What to produce:
In the rows below, swap "dry plant stem" for "withered stalk" and reproduce everything else unchanged. Omit the pictures from your answer.

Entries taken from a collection

# # # #

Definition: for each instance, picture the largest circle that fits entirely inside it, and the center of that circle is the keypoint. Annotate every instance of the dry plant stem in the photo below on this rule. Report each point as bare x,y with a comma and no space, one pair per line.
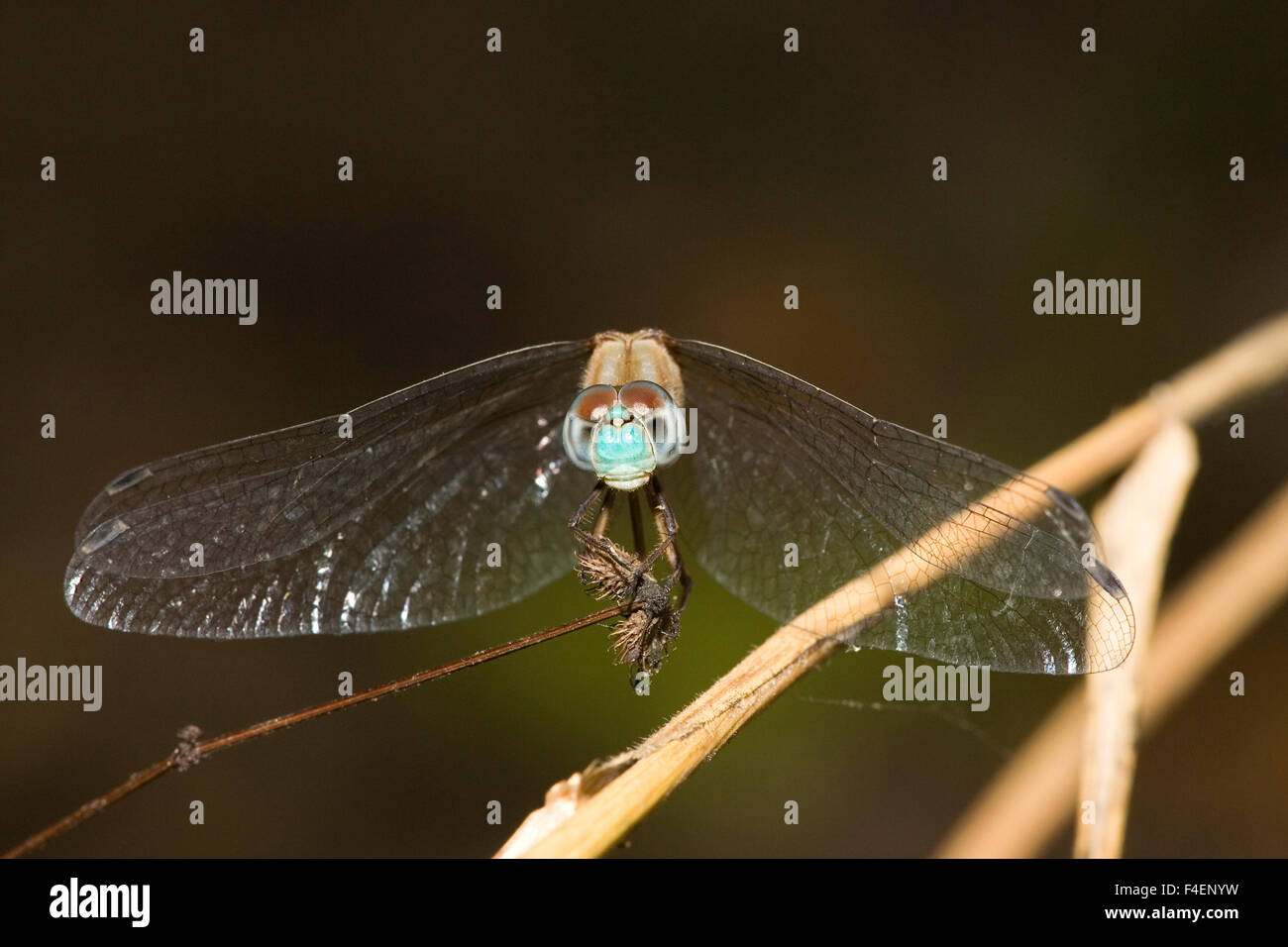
1249,363
1215,607
1136,523
183,757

# # # #

Response below:
Definition: for each instance, picture the largest circle that fits entirely inside it, and the center of that circle is the keypoint. Annotate every instance of the withered stalk in the photo below on this rule. Report each point as bare x,y with a comma and no space, one pair per line.
1249,363
1215,607
1136,523
183,757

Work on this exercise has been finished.